→ Text shown:
····················

In the current implementation, FROSch assumes a one-to-one correspondence of subdomains and MPI ranks, however, due to an interface to the other solver packages in Trilinos, inexact subdomain solvers can be employed on subdomains. An extension to multiple subdomains per MPI rank is currently being implemented. Using Kokkos and KokkosKernels, which are available through the Tpetra linear algebra framework, FROSch has recently also been ported to GPUs~\cite{Yamazaki:2022:EST}, with performance gains for the triangular solve or inexact solves with ILU on the GPUs.

A demo/tutorial for FROSch can be found at the GitHub repository~\cite{frosch_demo}.

\subsection{Multigrid Methods: MueLu}

MueLu is a flexible and scalable high-performance multigrid solver library.
It provides a variety of multigrid algorithms for problems ranging from Poisson-like operators over elasticity, convection-diffusion, and Navier-Stokes, and Maxwell’s equations
all the way to multigrid methods for coupled multiphysics systems.
Besides its strong focus on aggregation-based algebraic multigrid (AMG) methods,
MueLu comes with specialized capabilities for (semi-)structured grids to perform semi-coarsening along grid lines,
yet forming the coarse operator via a Galerkin product (in contrast to classical geometric multigrid).
MueLu is extensible and allows for the research and development of new multigrid preconditioning methods.
Its weak and strong scalability even for vector-valued PDEs on unstructured meshes
up to 131,000 cores of a Cray XC40 and one million cores of a Blue Gene/Q system have been shown in~\cite{Lin2017a,Thomas2019a}.

MueLu has a required dependency on Kokkos,
and the main code routes in MueLu (e.g. smoothed aggregation, semi-coarsening, p-coarsening, structured aggregation)
utilize Kokkos and have been shown to scale on device \cite{BettencourtBrownEtAl2021_EmpirePic}.
Some older algorithms such as energy minimization and the variable degree-of-freedom Laplacian have not been adapted to fully utilize Kokkos yet;
however, they are part of ongoing efforts to use Kokkos throughout MueLu completely and to merge serial and device-capable algorithms.

····················

→ Records provided:
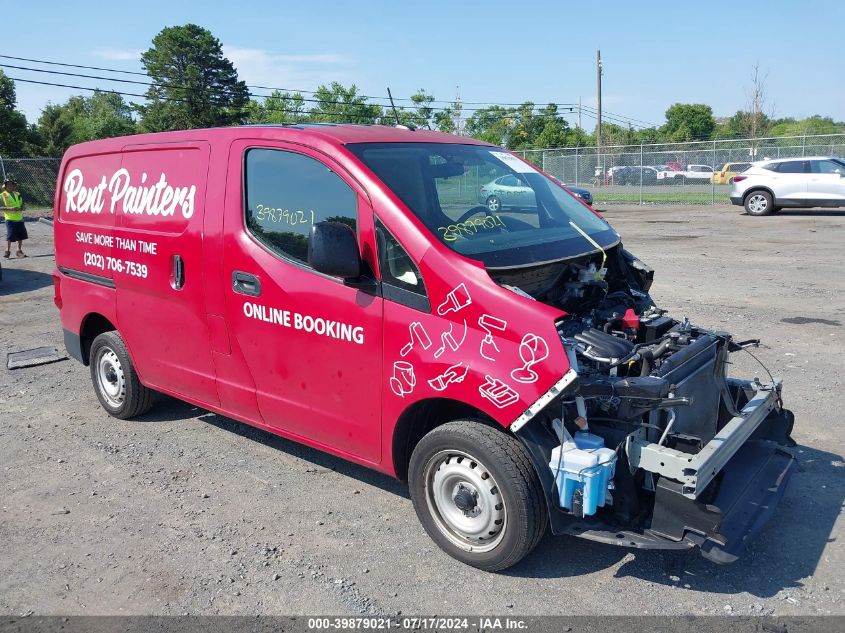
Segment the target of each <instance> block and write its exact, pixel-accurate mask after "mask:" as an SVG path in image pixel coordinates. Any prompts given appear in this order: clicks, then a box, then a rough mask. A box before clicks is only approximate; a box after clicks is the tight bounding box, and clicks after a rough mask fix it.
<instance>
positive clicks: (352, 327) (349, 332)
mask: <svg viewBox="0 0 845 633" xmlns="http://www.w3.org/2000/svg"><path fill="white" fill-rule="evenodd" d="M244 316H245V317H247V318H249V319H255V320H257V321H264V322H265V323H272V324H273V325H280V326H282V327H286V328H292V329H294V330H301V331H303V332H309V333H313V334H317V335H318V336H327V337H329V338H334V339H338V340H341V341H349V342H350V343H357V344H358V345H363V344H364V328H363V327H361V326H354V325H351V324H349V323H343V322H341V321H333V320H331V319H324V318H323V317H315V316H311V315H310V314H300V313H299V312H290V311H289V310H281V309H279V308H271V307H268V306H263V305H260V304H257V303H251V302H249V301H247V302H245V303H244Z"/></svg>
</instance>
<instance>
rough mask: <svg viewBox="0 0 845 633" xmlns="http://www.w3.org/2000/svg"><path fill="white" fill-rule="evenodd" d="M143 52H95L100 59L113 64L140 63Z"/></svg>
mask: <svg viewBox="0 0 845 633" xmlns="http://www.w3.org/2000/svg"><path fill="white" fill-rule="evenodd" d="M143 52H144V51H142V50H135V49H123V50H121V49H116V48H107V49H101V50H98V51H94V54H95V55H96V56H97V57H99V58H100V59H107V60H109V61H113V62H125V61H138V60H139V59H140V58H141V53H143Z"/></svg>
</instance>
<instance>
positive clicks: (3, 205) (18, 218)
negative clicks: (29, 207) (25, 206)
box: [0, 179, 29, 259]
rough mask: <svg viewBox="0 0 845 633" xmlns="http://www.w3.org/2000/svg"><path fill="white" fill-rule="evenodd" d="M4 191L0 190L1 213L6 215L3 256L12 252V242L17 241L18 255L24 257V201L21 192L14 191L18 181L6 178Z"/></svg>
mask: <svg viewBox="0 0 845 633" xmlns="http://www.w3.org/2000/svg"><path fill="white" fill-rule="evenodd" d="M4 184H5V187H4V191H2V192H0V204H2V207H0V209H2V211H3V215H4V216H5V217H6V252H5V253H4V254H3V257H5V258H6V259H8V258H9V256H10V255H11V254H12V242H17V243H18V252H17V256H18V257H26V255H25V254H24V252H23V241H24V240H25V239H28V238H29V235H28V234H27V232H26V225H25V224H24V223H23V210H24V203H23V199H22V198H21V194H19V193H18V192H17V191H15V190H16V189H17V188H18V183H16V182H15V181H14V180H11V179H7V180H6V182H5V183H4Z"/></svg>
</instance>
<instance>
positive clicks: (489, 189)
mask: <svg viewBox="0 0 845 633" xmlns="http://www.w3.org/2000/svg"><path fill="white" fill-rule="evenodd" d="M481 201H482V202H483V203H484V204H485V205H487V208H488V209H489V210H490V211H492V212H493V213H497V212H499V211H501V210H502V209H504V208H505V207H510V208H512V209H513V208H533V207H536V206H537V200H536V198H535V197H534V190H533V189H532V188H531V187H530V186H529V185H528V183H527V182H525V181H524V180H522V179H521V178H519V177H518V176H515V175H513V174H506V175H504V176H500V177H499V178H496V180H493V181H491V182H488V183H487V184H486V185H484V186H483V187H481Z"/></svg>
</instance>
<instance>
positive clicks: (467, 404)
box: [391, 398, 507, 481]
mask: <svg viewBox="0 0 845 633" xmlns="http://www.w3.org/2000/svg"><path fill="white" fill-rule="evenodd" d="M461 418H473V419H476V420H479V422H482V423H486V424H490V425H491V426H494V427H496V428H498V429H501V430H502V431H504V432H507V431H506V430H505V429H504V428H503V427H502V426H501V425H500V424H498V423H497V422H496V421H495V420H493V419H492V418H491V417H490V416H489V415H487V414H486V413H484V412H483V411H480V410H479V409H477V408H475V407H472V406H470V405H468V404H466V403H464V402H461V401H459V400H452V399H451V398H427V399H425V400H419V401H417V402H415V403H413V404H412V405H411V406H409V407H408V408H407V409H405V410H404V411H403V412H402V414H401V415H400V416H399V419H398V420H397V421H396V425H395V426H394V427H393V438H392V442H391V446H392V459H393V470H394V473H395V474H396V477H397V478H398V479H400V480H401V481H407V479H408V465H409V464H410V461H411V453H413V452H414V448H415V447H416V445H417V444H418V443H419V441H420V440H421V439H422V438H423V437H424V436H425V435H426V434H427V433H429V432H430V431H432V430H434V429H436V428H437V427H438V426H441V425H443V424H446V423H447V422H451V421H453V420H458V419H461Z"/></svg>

····················

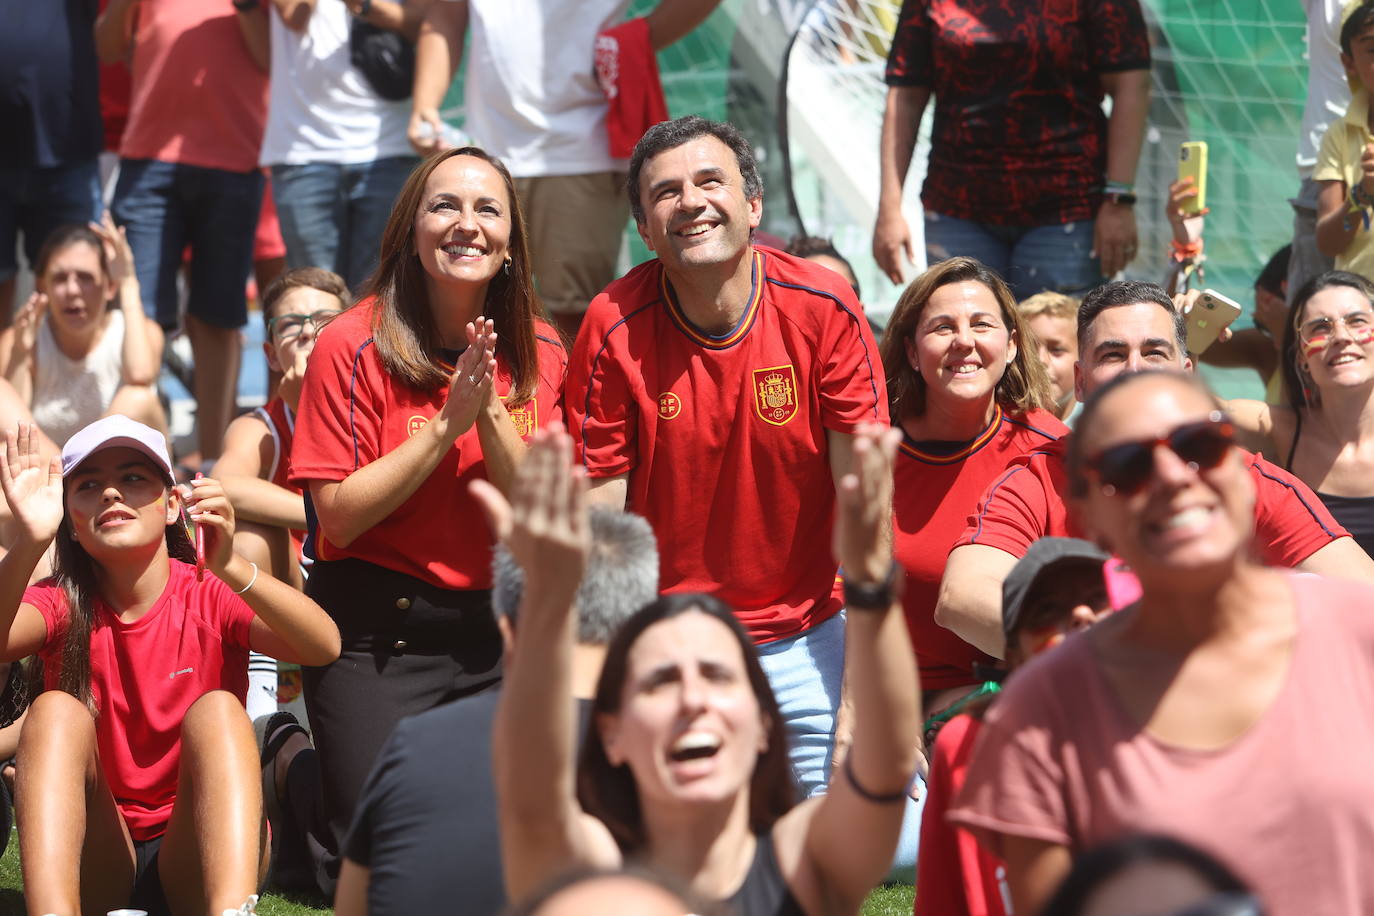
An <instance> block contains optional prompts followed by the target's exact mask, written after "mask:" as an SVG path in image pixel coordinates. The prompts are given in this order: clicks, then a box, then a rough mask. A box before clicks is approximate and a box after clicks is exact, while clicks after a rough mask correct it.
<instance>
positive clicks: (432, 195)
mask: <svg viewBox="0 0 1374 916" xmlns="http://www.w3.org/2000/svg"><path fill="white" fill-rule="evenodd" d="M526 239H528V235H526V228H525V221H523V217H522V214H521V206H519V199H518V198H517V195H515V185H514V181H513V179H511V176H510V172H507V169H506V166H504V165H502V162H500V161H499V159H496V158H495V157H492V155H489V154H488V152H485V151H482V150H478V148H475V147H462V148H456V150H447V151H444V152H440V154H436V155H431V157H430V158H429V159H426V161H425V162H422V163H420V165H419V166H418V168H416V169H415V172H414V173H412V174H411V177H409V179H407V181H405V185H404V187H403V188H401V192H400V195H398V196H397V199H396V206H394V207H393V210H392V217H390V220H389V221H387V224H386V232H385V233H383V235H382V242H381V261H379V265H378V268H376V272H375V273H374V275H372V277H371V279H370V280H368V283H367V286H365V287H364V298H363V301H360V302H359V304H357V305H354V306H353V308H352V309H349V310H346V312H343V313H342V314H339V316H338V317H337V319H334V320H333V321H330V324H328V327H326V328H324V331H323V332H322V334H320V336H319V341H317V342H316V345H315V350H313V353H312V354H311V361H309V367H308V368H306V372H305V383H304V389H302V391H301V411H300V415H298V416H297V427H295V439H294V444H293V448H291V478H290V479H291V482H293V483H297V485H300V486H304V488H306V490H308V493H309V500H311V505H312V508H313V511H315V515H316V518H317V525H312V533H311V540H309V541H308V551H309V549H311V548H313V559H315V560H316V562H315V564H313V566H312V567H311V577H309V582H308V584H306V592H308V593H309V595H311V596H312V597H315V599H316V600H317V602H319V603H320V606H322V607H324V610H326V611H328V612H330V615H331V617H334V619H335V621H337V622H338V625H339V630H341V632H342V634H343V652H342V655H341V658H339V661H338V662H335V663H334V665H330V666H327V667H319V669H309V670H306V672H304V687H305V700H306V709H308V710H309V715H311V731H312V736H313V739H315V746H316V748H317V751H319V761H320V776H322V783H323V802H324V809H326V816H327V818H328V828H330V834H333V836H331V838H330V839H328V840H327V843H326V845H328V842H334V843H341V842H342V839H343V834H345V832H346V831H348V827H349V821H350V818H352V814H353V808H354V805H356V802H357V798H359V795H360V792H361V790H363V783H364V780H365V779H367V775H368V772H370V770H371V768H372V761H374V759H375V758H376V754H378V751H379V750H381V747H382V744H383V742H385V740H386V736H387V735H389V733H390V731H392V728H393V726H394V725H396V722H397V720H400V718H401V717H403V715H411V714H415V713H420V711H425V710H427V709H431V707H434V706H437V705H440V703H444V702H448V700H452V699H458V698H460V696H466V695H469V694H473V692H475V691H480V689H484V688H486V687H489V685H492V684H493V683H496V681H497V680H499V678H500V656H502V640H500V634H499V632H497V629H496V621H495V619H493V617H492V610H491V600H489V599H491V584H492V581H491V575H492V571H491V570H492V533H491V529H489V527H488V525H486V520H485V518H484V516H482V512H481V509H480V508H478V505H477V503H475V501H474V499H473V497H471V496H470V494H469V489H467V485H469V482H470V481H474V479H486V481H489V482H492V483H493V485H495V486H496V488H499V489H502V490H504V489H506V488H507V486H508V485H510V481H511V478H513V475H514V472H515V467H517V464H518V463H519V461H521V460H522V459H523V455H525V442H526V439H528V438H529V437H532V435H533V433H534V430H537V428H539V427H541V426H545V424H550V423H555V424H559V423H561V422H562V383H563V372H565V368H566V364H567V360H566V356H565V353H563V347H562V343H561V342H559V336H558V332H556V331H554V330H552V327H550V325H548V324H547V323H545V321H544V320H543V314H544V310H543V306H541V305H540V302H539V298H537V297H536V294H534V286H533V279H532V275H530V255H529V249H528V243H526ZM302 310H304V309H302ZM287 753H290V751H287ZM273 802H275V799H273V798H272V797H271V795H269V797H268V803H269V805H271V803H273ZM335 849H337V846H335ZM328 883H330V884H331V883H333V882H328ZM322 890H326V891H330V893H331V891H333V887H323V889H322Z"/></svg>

····················

→ Exercise instructions:
A - Copy everything in the text from "Its weak and" down to "p-coarsening, structured aggregation)".
B - Please repeat word for word the lines of the entries, everything from the line containing "An <instance> block" down to the line containing "positive clicks: (432, 195)".
The text and the entries were drawn from unrelated sources.

→ Answer set:
A -
Its weak and strong scalability even for vector-valued PDEs on unstructured meshes
up to 131,000 cores of a Cray XC40 and one million cores of a Blue Gene/Q system have been shown in~\cite{Lin2017a,Thomas2019a}.

MueLu has a required dependency on Kokkos,
and the main code routes in MueLu (e.g. smoothed aggregation, semi-coarsening, p-coarsening, structured aggregation)

B -
An <instance> block contains optional prompts followed by the target's exact mask, written after "mask:" as an SVG path in image pixel coordinates. The prompts are given in this order: clicks, then a box, then a rough mask. A box before clicks is approximate and a box after clicks is exact, while clicks after a rough mask correct it.
<instance>
positive clicks: (432, 195)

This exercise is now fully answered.